» **EXERCISE OBJECTIVE**:
Starting with the line that contains "door. Return only the coordinates.", set down each line through the end of the entries below, exactly and with nothing added.

(Stored records)
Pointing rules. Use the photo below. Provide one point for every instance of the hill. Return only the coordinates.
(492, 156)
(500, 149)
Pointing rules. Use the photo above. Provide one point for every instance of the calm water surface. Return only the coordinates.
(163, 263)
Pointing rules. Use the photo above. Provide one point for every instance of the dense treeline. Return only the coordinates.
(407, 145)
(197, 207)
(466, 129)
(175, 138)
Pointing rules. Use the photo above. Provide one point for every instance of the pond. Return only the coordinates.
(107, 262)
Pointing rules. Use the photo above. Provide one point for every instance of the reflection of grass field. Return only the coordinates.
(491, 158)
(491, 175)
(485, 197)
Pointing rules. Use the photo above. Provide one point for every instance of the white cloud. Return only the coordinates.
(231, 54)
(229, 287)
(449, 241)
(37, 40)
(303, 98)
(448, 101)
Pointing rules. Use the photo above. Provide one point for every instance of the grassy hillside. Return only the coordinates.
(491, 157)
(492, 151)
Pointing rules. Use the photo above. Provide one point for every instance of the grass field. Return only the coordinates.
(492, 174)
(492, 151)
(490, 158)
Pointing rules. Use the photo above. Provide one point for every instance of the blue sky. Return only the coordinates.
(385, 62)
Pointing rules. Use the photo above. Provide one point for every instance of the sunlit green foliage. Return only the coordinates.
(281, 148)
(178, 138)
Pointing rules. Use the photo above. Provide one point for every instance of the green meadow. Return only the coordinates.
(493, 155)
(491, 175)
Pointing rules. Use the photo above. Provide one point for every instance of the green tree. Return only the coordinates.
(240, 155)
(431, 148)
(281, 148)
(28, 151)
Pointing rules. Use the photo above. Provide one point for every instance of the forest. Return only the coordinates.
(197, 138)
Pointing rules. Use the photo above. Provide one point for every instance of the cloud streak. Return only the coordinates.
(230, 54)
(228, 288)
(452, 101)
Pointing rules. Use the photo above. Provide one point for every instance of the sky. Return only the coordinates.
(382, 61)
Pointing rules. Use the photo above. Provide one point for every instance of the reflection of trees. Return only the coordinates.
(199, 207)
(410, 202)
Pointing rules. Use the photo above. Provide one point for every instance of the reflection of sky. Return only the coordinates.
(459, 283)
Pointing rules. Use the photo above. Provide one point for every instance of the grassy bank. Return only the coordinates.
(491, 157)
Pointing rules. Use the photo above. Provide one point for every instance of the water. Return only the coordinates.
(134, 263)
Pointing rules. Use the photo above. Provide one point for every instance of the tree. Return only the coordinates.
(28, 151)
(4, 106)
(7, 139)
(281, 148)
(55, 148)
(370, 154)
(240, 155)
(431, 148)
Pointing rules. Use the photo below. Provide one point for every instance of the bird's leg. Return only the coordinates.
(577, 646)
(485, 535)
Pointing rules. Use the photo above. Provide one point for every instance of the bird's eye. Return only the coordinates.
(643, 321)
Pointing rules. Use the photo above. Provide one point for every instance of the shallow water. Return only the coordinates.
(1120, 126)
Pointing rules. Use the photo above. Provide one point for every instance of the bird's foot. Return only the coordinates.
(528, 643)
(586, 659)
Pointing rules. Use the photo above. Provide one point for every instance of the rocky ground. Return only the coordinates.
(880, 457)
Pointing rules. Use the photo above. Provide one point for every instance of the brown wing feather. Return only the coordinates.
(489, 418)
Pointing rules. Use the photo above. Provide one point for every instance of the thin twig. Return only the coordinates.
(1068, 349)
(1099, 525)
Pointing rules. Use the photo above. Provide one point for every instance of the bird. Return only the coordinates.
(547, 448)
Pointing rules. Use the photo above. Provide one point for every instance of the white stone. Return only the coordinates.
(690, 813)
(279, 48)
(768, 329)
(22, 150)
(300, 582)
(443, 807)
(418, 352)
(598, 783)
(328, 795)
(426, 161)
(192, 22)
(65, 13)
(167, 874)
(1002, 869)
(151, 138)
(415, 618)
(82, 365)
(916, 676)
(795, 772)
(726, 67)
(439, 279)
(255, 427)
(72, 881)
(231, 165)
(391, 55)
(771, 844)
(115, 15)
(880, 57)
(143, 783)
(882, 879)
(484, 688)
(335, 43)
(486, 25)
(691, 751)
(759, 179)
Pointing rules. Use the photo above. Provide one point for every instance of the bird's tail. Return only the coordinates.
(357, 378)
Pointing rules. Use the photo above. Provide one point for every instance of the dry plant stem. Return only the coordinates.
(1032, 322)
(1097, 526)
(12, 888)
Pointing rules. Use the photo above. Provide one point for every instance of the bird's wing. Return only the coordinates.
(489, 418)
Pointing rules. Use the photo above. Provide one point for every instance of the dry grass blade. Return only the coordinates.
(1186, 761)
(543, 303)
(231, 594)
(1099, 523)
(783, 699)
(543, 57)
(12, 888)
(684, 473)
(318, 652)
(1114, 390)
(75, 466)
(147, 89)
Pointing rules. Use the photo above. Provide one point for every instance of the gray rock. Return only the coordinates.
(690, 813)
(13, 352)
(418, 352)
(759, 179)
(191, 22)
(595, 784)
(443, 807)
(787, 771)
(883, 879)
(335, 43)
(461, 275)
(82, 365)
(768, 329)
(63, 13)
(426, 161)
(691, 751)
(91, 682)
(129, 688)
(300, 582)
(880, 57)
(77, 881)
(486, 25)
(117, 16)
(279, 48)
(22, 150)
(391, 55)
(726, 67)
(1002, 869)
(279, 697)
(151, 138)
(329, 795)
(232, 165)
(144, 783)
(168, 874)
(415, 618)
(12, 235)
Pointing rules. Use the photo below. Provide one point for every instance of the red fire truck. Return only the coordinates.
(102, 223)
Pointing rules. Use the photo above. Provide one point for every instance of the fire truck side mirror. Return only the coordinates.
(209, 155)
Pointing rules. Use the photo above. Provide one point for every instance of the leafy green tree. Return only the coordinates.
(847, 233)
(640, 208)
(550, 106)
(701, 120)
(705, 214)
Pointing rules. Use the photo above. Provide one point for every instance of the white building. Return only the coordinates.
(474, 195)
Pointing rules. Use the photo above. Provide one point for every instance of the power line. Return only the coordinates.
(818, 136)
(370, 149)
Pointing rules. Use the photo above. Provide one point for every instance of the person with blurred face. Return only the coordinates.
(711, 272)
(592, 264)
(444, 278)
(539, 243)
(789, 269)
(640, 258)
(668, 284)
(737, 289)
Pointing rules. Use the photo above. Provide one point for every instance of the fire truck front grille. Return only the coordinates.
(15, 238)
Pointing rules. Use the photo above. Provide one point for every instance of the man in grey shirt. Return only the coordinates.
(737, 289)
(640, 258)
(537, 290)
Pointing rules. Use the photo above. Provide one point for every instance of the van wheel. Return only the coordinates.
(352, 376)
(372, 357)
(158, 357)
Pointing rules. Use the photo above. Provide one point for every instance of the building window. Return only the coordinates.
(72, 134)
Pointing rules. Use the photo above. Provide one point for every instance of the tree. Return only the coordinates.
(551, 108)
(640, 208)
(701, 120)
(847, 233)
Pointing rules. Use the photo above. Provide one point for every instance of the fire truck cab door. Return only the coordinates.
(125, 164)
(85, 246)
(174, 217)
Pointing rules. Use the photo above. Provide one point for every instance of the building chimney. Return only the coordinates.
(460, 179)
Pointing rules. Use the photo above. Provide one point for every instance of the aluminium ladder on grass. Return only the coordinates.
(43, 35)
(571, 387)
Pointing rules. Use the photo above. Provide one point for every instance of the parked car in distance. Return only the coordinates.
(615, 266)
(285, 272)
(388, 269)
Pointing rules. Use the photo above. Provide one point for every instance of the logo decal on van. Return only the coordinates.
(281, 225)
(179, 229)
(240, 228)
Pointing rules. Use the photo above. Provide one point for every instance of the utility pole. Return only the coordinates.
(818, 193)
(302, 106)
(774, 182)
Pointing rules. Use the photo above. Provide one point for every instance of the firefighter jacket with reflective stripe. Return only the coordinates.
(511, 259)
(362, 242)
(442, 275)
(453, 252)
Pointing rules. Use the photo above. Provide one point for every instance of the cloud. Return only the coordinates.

» **EXERCISE OUTPUT**:
Pointing rules. Use the photo above. Provide one point for every instance of the fire truck cab door. Return only the coordinates.
(125, 164)
(85, 246)
(174, 217)
Pointing rules. Use the photo above. Provide one point for every instance of the building chimney. Return only the coordinates.
(460, 179)
Pointing rules. Use the photo above. Provide one point for every instance of the aluminium ladder on grass. Return only the coordinates.
(43, 35)
(571, 387)
Pointing rules. Use the photo above. Provide one point for every instance of the parked car in distance. Return only the coordinates.
(615, 266)
(285, 272)
(388, 269)
Pointing rules. Use the photo above. Provide one point for every instance of the logo decal on van. Return only the coordinates.
(281, 225)
(179, 229)
(240, 228)
Pointing rules. Use the photo above. Provide one point for every instance of the utility pole. Return only the coordinates.
(818, 193)
(302, 106)
(774, 182)
Pointing rules. Use the photo above. Provide one point for every instance of the firefighter jacket with reflective stripe. Return only the coordinates.
(511, 259)
(362, 242)
(442, 275)
(453, 252)
Pointing rules. Use the photo above. Provide one point for every instance of the cloud. Return only the coordinates.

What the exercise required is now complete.